Now in the past year or so I have begun coming out of my shell a little more socially and figuring out who I am as a person. If we met today, we would simply, not be friends. We don't have much in common except a sense of humor between the two of us that we have always had and whenever we speak, it's mainly about what we have been doing in our lives and rarely do we hang out in person. If we do, it's either a catch up lunch or movies e.t.c. So I guess you could say he is more like "a brother".

 

Last year we took a trip to the U.S for a few weeks, which was our first overseas holiday. After the holiday we said to one another that we would plan another trip for January next year. I said to him in June this year, what are your intentions for committing to another holiday with me? He said, that yes, he would like to do another trip overseas. A month later, he tells me out of the blue that he has booked another trip with another friend of his. I mean, naturally I was very annoyed and he did not take my annoyance seriously! I asked whether or not I could come along but always used the excuse that it is more expensive to travel in threes (which I understand is) but didn't even bother to work out whether or not we could bring along a fourth person.

__________________________________________________

Task directions
From the post about the friendship, quote word for word the stretch from "Last year we" through "a fourth person.".

[Point labeling data based on photos]
__________________________________________________

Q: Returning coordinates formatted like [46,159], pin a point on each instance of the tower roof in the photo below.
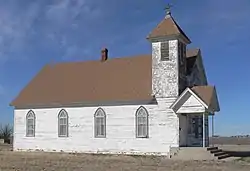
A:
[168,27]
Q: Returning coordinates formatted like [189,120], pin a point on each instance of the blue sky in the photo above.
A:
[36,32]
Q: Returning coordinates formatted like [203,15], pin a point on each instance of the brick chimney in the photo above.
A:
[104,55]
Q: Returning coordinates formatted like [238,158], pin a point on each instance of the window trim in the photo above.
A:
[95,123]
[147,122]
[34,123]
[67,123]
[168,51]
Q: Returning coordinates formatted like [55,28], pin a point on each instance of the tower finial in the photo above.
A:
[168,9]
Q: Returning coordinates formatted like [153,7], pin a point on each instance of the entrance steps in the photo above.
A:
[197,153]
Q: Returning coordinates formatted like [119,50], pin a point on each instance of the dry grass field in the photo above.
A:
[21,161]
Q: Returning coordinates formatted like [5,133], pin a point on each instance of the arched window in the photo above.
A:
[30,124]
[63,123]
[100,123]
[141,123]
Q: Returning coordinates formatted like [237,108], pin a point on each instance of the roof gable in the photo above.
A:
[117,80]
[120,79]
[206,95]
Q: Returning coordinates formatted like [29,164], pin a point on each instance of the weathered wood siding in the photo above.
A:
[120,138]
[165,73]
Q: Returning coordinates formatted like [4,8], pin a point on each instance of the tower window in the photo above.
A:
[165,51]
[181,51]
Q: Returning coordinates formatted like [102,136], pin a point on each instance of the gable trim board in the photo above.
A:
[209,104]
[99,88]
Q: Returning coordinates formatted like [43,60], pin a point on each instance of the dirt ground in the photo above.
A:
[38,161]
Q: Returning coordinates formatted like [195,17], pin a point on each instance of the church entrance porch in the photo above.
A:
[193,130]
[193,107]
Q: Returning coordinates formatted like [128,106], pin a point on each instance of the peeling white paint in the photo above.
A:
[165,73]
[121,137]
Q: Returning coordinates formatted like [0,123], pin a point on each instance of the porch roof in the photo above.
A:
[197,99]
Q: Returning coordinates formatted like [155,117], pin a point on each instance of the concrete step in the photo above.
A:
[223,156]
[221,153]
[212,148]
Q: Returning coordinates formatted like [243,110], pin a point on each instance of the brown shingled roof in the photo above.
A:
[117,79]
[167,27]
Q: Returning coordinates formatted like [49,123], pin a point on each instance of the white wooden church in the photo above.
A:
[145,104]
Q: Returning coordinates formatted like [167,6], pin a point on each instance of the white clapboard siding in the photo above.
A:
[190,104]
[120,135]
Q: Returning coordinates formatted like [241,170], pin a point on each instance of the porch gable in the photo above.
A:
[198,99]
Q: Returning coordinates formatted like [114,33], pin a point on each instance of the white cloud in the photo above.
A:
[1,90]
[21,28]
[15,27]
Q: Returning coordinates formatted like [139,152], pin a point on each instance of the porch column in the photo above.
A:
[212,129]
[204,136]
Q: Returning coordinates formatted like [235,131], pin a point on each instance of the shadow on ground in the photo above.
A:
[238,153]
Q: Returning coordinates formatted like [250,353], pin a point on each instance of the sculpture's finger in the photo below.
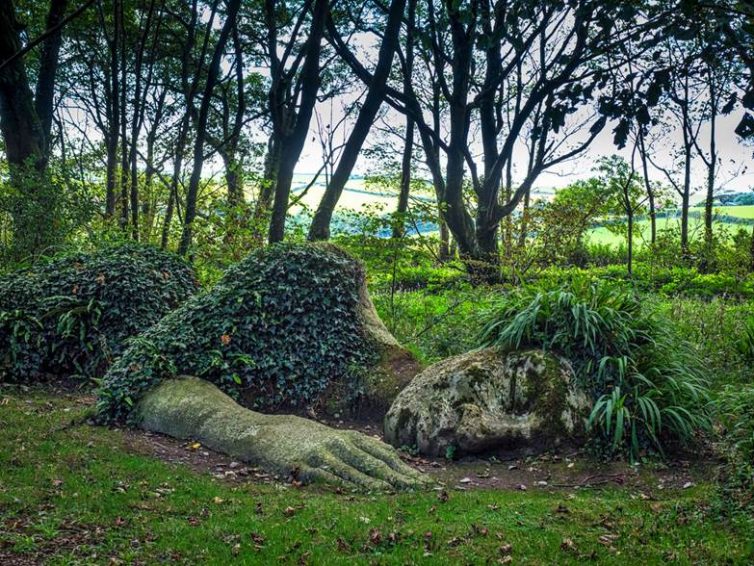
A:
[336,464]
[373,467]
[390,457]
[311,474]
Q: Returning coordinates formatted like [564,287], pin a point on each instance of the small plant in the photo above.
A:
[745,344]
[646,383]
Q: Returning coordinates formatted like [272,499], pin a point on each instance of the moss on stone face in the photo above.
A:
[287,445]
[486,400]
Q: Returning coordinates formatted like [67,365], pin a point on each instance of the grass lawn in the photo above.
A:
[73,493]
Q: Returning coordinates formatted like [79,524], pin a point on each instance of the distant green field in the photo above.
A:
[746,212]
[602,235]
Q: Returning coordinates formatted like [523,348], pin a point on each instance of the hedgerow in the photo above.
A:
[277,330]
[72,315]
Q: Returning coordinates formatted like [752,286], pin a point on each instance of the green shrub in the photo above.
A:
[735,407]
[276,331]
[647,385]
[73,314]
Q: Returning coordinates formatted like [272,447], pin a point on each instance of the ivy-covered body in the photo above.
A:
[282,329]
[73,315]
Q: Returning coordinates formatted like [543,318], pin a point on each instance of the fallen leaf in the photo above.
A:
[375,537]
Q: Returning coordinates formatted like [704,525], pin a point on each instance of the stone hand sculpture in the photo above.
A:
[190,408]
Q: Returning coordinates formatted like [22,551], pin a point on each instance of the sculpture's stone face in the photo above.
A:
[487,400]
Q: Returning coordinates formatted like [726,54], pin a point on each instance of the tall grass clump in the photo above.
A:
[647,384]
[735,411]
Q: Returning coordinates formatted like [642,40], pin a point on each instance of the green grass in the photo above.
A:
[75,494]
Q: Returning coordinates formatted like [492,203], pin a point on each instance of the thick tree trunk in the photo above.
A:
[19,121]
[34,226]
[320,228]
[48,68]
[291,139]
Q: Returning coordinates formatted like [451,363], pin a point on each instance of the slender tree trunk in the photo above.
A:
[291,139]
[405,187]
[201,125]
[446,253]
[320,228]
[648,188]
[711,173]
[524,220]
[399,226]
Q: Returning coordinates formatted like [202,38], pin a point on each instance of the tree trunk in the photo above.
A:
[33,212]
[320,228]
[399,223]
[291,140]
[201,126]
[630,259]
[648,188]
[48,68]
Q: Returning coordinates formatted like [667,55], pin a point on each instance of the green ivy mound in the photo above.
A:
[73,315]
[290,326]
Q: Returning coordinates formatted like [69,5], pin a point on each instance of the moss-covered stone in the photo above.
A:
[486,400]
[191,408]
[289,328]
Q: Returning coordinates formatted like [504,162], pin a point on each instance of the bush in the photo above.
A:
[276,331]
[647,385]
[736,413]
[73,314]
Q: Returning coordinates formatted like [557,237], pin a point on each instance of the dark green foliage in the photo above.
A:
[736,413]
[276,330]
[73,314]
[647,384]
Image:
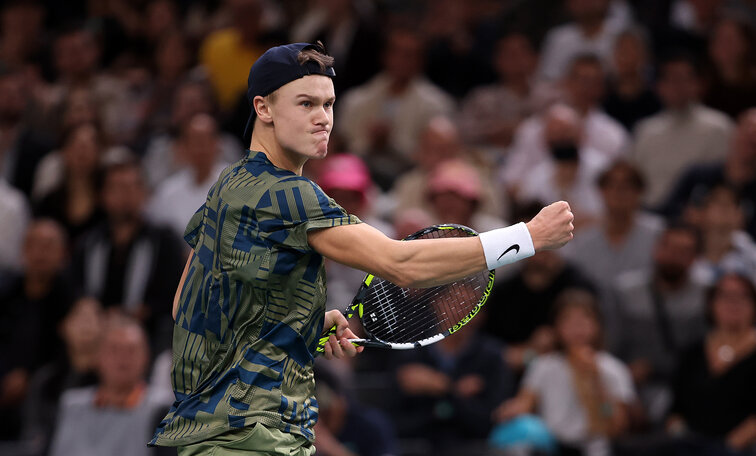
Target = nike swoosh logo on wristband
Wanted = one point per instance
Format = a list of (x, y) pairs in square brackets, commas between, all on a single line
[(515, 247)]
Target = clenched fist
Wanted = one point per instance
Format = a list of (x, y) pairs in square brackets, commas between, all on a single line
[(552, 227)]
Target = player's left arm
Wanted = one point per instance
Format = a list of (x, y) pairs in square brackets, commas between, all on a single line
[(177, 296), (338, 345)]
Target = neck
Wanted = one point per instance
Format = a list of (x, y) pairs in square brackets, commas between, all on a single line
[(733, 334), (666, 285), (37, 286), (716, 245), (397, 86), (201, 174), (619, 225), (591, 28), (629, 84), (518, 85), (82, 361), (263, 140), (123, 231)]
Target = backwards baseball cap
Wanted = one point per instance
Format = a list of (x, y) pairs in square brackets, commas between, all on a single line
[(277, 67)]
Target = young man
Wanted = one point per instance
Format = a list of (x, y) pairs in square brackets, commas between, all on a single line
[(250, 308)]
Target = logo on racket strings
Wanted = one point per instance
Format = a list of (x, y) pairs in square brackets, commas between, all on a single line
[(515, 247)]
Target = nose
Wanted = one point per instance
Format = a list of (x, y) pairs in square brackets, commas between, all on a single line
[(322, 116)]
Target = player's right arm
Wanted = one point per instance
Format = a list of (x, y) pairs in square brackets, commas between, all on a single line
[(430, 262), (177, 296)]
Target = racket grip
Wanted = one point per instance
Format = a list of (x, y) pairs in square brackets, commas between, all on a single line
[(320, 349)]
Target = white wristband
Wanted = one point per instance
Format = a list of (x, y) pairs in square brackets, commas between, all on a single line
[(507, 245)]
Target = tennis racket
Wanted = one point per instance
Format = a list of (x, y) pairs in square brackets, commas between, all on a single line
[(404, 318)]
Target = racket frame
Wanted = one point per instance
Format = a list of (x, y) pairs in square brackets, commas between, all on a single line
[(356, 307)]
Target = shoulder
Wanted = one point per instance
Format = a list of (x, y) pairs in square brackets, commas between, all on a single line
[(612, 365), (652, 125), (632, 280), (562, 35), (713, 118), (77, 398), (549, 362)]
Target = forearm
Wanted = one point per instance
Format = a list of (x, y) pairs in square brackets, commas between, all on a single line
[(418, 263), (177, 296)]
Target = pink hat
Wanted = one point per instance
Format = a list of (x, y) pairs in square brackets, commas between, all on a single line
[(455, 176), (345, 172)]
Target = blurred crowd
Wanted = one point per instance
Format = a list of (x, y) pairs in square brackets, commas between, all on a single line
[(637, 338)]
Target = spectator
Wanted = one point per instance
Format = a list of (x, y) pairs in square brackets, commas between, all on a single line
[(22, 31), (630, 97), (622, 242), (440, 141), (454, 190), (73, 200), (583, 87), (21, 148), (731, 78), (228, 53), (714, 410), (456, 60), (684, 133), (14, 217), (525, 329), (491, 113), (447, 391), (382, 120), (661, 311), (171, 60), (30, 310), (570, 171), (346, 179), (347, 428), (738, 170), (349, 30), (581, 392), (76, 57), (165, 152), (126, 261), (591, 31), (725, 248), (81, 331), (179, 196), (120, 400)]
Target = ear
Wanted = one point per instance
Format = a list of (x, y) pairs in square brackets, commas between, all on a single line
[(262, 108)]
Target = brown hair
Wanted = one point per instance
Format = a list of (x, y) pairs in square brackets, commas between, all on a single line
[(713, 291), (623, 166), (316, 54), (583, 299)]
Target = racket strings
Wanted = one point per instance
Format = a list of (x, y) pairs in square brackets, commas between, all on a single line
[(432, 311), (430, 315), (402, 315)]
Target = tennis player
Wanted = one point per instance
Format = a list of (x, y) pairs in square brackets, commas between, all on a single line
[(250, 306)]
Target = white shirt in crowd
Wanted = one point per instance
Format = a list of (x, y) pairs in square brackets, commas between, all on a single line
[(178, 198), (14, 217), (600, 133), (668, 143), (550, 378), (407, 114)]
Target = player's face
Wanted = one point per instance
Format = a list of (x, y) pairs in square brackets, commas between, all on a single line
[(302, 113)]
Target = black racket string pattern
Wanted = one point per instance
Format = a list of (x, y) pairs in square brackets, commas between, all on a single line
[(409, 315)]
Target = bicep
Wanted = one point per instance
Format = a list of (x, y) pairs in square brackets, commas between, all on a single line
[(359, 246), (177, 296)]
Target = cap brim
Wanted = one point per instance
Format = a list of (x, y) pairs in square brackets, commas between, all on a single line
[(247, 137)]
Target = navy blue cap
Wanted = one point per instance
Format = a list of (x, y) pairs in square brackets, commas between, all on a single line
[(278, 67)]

__________________________________________________

Correct result
Last year we took a trip to the U.S for a few weeks, which was our first overseas holiday. After the holiday we said to one another that we would plan another trip for January next year. I said to him in June this year, what are your intentions for committing to another holiday with me? He said, that yes, he would like to do another trip overseas. A month later, he tells me out of the blue that he has booked another trip with another friend of his. I mean, naturally I was very annoyed and he did not take my annoyance seriously! I asked whether or not I could come along but always used the excuse that it is more expensive to travel in threes (which I understand is) but didn't even bother to work out whether or not we could bring along a fourth person.